What to produce: Copy the entries below word for word, leaving out the pictures.

Start

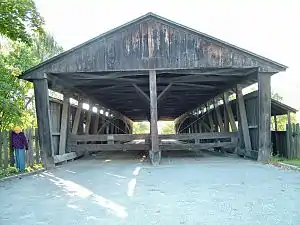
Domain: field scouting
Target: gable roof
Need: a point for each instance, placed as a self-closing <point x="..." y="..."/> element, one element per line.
<point x="150" y="15"/>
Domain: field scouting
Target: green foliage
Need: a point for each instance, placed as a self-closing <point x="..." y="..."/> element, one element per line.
<point x="15" y="58"/>
<point x="12" y="90"/>
<point x="283" y="119"/>
<point x="167" y="127"/>
<point x="19" y="19"/>
<point x="141" y="127"/>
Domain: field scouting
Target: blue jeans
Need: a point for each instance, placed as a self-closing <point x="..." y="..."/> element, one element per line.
<point x="20" y="159"/>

End

Output of the exercise:
Domain: field scouting
Target: gable roof
Need: a point for each instance, placed as a self-closing <point x="..." y="..."/> element, one element per line.
<point x="150" y="15"/>
Domain: field scouting
Target: green foliage
Need: a point for each instance, placed as a self-closing <point x="..." y="..."/> element, one element per line.
<point x="15" y="58"/>
<point x="12" y="90"/>
<point x="283" y="119"/>
<point x="167" y="127"/>
<point x="19" y="19"/>
<point x="141" y="127"/>
Domain: field scouting
Target: blue jeans
Need: a point for each instance, placed as a self-closing <point x="..." y="..."/> element, one element per line.
<point x="20" y="159"/>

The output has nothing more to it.